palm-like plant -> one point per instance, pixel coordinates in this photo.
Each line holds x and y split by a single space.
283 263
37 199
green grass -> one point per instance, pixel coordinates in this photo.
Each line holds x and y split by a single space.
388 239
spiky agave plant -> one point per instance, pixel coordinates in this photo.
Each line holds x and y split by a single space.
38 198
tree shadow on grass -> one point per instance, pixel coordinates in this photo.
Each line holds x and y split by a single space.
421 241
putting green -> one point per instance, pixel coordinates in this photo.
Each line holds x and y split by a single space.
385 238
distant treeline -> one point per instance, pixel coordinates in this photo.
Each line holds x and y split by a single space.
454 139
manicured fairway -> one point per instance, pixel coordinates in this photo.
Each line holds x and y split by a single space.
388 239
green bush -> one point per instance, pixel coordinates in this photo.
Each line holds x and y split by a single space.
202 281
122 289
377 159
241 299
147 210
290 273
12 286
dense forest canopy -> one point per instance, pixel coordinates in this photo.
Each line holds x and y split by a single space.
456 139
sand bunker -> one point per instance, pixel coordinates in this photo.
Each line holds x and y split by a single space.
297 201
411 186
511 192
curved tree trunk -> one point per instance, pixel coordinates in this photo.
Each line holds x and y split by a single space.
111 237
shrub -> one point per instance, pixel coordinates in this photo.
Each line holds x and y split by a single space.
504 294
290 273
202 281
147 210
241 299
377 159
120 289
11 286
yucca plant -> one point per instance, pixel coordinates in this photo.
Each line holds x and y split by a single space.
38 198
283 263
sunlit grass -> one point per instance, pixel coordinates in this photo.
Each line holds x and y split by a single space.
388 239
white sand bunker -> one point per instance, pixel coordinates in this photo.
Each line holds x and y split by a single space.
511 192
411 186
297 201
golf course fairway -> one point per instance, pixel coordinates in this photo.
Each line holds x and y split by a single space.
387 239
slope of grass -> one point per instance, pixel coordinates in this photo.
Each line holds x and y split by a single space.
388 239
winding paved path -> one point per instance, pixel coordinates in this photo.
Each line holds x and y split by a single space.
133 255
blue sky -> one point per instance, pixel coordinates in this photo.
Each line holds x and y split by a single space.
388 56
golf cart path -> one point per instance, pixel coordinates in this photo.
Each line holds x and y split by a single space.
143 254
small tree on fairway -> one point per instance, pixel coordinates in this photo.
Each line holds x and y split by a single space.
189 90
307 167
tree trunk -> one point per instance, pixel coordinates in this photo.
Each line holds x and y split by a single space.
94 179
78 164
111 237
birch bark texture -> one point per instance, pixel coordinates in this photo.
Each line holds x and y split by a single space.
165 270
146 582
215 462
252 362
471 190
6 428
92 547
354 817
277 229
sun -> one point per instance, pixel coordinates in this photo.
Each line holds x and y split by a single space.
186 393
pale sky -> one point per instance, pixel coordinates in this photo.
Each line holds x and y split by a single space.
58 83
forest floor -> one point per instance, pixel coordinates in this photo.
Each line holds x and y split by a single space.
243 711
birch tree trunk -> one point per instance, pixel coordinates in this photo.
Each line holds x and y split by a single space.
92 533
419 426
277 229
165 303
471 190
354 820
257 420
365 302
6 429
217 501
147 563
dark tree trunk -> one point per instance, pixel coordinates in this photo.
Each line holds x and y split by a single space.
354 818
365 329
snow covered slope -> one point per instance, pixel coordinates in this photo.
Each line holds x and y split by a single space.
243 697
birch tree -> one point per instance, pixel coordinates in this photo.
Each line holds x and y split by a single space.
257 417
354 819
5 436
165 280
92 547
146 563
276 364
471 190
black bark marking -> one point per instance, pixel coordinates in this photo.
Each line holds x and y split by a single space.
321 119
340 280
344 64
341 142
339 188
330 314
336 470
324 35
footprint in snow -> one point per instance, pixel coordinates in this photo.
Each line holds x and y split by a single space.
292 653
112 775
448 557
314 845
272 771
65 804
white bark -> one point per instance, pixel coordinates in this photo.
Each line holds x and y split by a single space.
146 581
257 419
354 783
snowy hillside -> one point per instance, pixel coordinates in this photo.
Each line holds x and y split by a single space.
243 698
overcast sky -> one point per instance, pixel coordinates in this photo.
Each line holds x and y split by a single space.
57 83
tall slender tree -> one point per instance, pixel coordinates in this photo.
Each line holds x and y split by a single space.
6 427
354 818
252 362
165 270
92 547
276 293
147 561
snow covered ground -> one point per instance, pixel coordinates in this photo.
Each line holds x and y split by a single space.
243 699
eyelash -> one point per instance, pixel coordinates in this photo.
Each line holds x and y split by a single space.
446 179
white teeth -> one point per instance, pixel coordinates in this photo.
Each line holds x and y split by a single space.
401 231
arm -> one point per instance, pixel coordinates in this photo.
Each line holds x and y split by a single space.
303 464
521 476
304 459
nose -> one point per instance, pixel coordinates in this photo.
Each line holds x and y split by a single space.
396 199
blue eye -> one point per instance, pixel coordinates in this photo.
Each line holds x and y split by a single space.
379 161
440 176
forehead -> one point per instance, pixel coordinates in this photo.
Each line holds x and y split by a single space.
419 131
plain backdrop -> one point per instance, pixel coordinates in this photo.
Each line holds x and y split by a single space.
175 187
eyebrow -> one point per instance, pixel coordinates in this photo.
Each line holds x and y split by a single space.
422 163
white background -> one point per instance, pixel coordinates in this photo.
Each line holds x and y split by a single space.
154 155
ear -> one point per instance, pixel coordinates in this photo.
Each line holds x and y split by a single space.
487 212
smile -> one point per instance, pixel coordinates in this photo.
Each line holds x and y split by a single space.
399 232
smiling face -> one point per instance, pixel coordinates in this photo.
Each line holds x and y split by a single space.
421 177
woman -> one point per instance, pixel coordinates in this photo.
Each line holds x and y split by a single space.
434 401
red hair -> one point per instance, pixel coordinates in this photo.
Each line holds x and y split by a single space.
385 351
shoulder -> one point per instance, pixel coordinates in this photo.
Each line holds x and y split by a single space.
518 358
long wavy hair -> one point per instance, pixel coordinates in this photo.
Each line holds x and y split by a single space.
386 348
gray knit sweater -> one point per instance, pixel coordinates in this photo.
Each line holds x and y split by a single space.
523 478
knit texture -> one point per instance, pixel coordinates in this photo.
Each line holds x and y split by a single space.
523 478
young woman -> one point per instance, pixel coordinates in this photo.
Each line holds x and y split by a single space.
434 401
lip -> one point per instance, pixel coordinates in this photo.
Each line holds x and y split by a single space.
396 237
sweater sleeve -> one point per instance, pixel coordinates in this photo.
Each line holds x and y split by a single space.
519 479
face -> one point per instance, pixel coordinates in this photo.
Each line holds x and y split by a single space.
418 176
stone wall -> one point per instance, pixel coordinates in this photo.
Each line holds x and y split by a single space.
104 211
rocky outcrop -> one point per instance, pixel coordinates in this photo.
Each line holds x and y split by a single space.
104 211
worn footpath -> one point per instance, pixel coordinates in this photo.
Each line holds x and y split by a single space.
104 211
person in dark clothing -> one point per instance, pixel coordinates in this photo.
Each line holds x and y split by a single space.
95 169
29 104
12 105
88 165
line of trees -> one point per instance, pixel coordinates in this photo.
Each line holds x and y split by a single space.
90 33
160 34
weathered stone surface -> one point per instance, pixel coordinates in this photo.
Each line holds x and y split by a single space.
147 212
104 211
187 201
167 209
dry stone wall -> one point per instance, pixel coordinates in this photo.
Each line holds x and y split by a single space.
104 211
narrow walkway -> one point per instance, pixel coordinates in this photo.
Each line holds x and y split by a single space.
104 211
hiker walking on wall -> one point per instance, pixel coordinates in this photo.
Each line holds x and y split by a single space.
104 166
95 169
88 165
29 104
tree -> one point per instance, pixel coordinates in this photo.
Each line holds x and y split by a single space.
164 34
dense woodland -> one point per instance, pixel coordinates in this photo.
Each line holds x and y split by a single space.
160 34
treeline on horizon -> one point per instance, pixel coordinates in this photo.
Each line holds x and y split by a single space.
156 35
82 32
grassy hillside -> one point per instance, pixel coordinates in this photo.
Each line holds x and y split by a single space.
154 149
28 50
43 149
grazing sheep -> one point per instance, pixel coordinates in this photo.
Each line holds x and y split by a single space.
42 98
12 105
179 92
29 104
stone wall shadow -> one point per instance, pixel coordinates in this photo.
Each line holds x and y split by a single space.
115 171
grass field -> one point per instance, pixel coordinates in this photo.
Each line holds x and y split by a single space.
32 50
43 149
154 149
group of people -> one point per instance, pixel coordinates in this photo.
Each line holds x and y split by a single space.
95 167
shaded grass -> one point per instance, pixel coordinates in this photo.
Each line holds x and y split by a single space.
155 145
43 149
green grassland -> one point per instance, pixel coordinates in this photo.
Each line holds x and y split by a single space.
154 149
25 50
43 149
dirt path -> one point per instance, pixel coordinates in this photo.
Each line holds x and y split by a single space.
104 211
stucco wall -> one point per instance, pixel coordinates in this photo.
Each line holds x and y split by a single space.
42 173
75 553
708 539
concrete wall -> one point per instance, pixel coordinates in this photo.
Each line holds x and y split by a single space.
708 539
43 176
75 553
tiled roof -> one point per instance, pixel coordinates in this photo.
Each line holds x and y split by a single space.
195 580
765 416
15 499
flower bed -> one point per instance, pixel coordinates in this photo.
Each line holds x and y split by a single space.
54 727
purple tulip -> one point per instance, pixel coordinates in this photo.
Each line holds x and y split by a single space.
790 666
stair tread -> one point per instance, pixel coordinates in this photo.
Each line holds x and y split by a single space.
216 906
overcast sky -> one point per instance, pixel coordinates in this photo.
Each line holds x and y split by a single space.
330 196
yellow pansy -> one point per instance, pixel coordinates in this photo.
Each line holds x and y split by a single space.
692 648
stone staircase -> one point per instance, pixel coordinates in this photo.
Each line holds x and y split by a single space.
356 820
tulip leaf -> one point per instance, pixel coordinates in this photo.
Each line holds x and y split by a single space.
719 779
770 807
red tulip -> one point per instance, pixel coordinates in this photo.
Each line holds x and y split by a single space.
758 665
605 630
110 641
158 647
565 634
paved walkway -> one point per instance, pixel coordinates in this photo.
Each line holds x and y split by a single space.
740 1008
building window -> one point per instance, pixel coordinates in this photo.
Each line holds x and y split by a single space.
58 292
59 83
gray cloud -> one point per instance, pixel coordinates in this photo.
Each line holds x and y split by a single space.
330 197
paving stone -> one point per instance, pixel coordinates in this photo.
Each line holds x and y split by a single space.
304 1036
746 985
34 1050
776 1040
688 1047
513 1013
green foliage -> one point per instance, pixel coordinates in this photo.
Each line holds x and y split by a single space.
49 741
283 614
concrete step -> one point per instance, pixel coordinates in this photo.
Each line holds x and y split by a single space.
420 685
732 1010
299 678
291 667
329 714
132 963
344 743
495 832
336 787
• • •
**TASK TO COMPLETE:** The word to look for is "bark"; copy out every line of the entries that holds it.

**ANSWER BELOW:**
birch bark texture -> one point per instance, pixel coordinates in this photo.
black bark marking -> one point per instance, pixel coordinates in this photo.
white bark -> one point per instance, pixel coordinates in this photo.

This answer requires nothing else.